• _TEXT_:
■ ■ ■ ■ ■

An anthropologist from Mars might start his study by looking at women’s magazines. He would conclude that their sole preoccupations were personal appearance, food and sex. He would borrow for his learned paper the title, “Knit your own Orgasm.”
There are few enterprises which do not benefit from the participation of both sexes.
In most areas of endeavour men tend to provide the best and the worst examples; women hold the middle ground.
If a woman is beautiful flatter her mind: if a woman is intelligent flatter her beauty.
Those who insist on inclusive language when the meaning is otherwise clear, demonstrate their fear that they do not deserve to be included.
To flatter is to lie. Shakespeare had a word or two to say against flatterers. Why should women be interested in lies – whether about the mind or the body?
“T’is not how witty nor how free.
Nor yet how beautiful she be,
but how much kind and true to me.”
I think women are more interested in kindness and truth than in flattery.
I could of course have said “If a woman is beautiful compliment her mind: if a woman is intelligent compliment her beauty”. But would it have had the same bite?
Maxims, I feel, have licence to be annoying, and therefore provoking thought.
Don’t we all value favourable comment on qualities we believe we have, but think that no one notices?

■ ■ ■ ■ ■

• _ENTRIES PROVIDED_:
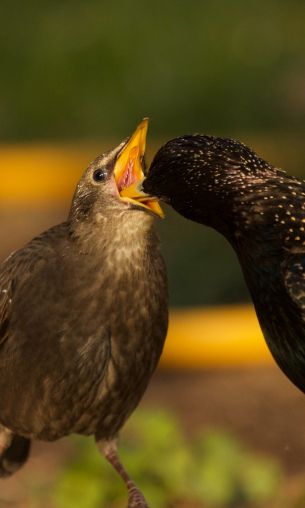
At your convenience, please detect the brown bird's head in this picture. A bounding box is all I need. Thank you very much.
[70,118,163,221]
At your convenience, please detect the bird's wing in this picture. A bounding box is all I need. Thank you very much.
[282,253,305,313]
[0,262,13,344]
[0,251,42,345]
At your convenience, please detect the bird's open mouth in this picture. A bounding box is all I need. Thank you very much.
[114,118,164,217]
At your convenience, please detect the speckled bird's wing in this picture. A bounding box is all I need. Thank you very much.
[282,253,305,314]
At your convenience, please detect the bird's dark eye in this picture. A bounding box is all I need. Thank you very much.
[93,169,107,182]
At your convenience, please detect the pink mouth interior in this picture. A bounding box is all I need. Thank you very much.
[117,159,137,192]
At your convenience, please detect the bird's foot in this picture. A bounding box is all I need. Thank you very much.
[127,483,149,508]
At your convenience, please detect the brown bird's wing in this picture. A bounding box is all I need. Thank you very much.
[0,266,13,345]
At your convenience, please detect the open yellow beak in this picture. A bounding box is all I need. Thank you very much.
[114,118,164,218]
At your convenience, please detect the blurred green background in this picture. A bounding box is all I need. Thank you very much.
[0,0,305,508]
[0,0,305,305]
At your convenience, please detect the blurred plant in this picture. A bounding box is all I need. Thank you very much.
[52,411,280,508]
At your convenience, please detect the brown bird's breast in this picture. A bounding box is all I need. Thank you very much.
[0,220,167,440]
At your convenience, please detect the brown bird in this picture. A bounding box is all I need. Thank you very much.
[0,119,168,508]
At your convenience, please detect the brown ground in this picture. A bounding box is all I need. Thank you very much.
[0,367,305,508]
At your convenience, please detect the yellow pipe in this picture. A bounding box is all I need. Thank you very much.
[161,305,274,368]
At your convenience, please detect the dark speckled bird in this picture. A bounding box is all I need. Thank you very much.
[143,135,305,392]
[0,120,167,508]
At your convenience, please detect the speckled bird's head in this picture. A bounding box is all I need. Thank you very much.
[143,135,304,244]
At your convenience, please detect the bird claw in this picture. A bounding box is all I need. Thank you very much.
[127,487,149,508]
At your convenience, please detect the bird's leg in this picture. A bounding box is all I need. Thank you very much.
[97,439,148,508]
[0,425,13,457]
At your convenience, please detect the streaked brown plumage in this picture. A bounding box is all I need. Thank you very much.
[0,126,167,507]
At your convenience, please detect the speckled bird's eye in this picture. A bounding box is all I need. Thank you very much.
[93,169,107,182]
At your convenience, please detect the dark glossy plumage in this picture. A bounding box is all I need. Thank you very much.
[0,138,167,506]
[143,135,305,391]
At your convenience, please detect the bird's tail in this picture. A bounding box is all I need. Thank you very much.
[0,436,31,478]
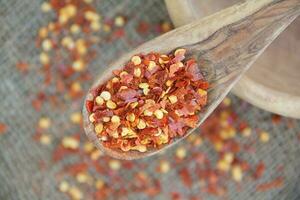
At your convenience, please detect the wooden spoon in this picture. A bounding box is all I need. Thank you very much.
[83,0,300,160]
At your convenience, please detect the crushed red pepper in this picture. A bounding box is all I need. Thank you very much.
[0,122,7,135]
[12,0,292,199]
[85,49,208,152]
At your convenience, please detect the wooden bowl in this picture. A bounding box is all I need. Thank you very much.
[165,0,300,118]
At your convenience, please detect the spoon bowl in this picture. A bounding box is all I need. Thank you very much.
[83,0,300,160]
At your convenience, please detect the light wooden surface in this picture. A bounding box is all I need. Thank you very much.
[83,0,300,159]
[165,0,300,118]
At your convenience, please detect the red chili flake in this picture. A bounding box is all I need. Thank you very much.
[179,168,193,188]
[85,49,209,152]
[256,177,284,192]
[85,100,94,113]
[253,161,266,179]
[16,61,29,74]
[272,114,282,124]
[0,122,7,135]
[171,192,181,200]
[136,21,149,34]
[64,162,88,176]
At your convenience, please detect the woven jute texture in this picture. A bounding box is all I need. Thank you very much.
[0,0,300,200]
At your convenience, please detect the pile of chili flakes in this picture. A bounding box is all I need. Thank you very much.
[86,49,209,152]
[7,0,292,199]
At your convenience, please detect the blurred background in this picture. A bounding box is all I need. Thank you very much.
[0,0,300,200]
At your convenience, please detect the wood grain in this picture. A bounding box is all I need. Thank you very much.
[165,0,300,118]
[83,0,300,159]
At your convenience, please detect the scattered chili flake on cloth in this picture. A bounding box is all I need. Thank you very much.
[86,49,208,152]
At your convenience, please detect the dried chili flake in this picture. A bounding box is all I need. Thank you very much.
[85,49,208,152]
[253,161,266,179]
[0,122,7,135]
[256,177,284,192]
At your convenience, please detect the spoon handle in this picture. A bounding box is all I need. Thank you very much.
[187,0,300,133]
[188,0,300,84]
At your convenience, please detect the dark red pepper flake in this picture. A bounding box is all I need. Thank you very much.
[256,177,284,192]
[85,49,208,152]
[253,161,266,179]
[0,122,7,135]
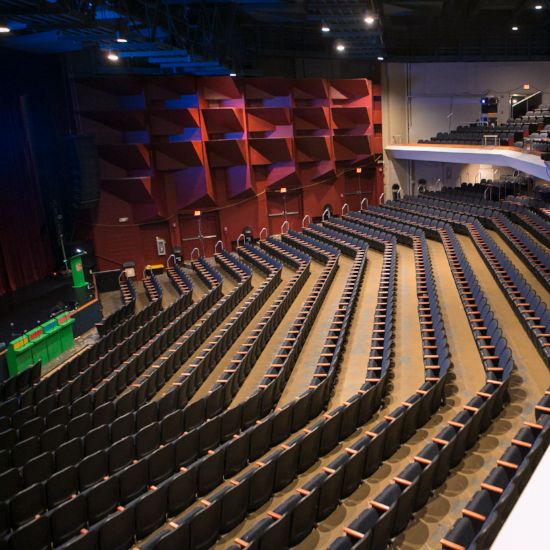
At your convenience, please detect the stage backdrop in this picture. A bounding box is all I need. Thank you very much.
[0,88,53,294]
[75,76,382,276]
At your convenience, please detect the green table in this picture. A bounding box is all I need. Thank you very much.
[6,312,74,376]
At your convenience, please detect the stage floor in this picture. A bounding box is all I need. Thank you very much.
[0,275,95,345]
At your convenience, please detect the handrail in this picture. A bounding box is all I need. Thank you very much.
[94,254,124,267]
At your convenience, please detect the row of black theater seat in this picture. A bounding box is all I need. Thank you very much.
[0,244,310,547]
[354,209,512,380]
[0,301,167,416]
[0,237,320,548]
[166,263,193,294]
[141,268,163,302]
[0,302,167,417]
[118,257,252,416]
[2,258,221,436]
[352,211,513,380]
[0,298,157,406]
[354,202,550,364]
[331,209,510,550]
[0,258,254,508]
[468,221,550,365]
[2,258,249,548]
[95,300,136,336]
[0,288,206,450]
[418,188,550,246]
[175,251,286,427]
[441,390,550,550]
[432,185,550,246]
[133,231,365,548]
[396,197,550,289]
[231,219,460,548]
[510,209,550,246]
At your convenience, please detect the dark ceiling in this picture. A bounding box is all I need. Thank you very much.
[0,0,550,76]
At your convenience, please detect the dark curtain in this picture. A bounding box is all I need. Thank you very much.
[0,94,53,294]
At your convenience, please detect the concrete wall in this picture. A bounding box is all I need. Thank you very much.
[381,62,550,196]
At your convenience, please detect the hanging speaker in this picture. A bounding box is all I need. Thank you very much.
[67,135,100,209]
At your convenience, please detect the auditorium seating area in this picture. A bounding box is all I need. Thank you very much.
[0,188,550,550]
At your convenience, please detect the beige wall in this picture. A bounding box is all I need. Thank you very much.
[381,62,550,194]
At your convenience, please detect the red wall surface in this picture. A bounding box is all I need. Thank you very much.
[76,76,383,275]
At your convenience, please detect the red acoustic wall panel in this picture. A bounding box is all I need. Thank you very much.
[76,76,382,275]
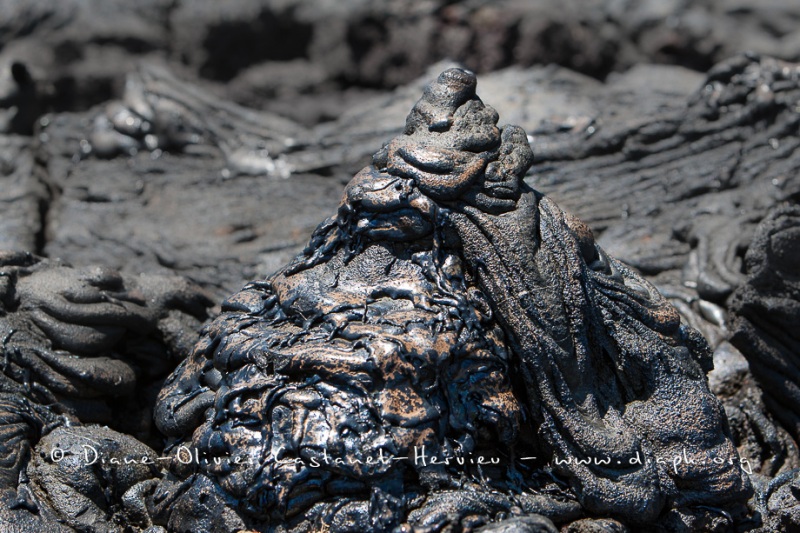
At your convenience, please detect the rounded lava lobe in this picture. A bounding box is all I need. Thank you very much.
[339,167,433,242]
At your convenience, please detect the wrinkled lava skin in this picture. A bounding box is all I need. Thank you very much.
[153,69,752,531]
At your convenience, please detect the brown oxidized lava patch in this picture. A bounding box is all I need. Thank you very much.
[156,69,750,531]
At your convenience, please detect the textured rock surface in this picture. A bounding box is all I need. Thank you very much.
[0,0,800,531]
[147,69,751,530]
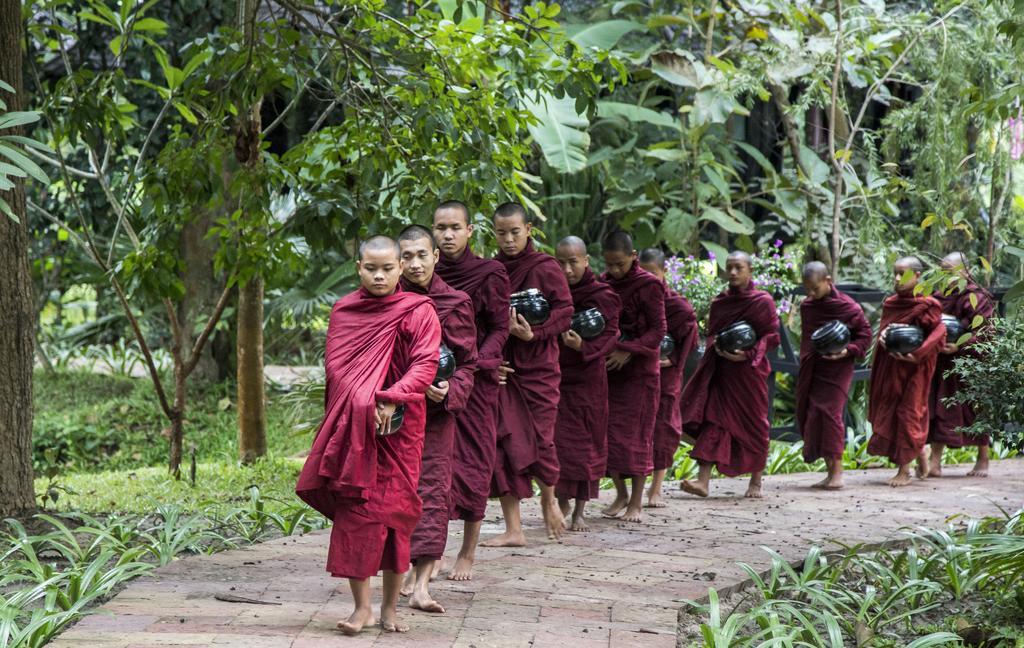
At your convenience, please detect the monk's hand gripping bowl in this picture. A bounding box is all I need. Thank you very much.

■ ■ ■ ■ ■

• _ACTIVITY_:
Please quote in full every sentence in the maxims text above that ends with a question mark.

• _REPLY_:
Why should women be interested in lies – whether about the mind or the body?
But would it have had the same bite?
Don’t we all value favourable comment on qualities we believe we have, but think that no one notices?